### Excerpted records
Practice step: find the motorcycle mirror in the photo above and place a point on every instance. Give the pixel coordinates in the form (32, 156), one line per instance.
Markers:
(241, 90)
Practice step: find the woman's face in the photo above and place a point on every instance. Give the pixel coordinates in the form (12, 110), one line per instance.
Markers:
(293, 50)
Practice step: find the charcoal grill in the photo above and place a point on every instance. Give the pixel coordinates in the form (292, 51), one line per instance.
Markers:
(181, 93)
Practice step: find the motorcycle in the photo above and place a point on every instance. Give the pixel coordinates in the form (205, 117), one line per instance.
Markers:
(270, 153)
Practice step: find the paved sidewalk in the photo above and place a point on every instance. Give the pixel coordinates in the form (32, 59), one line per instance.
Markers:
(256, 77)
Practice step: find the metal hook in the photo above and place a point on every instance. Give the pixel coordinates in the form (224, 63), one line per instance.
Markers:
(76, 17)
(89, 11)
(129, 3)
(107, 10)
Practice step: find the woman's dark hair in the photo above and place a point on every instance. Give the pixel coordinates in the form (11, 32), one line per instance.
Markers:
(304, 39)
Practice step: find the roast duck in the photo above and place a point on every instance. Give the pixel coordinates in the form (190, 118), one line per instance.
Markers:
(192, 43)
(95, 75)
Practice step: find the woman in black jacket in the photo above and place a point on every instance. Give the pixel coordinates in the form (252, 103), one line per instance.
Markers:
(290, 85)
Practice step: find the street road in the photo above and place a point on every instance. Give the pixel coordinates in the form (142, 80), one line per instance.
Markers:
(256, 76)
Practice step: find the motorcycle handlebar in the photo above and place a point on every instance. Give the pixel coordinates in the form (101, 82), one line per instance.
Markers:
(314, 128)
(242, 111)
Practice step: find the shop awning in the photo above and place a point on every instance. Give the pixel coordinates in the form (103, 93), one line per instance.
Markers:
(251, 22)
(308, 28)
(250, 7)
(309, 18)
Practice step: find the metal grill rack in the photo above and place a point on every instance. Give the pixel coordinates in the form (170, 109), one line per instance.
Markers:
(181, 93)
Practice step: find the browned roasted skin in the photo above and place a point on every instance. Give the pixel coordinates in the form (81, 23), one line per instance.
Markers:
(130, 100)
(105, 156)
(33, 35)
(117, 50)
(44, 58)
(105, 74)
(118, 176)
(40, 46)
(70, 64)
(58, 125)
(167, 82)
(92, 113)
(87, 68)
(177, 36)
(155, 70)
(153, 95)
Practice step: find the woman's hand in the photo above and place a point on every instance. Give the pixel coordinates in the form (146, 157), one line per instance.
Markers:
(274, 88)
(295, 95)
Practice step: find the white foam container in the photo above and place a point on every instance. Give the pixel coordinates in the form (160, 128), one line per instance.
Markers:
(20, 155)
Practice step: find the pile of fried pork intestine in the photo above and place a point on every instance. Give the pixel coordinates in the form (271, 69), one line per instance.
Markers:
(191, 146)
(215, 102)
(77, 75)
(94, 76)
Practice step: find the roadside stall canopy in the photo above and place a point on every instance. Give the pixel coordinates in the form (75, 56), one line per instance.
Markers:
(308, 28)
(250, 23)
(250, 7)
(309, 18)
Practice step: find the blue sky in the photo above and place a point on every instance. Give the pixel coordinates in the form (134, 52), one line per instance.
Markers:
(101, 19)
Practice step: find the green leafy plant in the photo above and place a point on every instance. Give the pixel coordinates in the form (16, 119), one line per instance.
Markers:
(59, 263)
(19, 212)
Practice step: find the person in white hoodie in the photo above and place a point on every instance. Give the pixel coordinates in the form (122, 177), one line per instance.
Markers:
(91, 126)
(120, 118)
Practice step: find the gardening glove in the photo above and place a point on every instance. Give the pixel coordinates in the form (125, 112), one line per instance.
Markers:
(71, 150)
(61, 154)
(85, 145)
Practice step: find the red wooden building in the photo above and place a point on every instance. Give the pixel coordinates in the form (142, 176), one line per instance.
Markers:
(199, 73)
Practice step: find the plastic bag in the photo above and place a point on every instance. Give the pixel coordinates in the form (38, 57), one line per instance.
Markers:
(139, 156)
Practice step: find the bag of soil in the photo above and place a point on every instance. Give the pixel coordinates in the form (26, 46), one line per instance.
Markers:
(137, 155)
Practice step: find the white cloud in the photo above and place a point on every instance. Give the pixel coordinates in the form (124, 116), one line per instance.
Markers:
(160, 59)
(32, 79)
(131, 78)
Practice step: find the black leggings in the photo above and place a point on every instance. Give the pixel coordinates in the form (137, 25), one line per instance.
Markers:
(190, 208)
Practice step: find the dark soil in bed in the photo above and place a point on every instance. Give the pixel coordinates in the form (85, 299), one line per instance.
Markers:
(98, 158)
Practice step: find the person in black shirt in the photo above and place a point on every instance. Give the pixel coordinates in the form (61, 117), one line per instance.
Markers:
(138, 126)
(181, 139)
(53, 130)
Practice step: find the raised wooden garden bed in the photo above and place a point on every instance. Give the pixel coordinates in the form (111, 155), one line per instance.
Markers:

### Activity
Only lines holding the word "black" are wanted, so copy each of them from the records above.

### Reply to the exercise
Practice step: find the woman in black jacket in the photo above and place a point on every instance. Give the pixel coordinates in the form (252, 103), one line per instance.
Practice step: find the black leggings in the photo above and place a point on every instance. Give the pixel coordinates in the form (137, 25), one line per instance.
Practice step: find the person in black shirt in the photo above and place a point on every instance. Give the pixel coordinates in the form (61, 117), one line per instance.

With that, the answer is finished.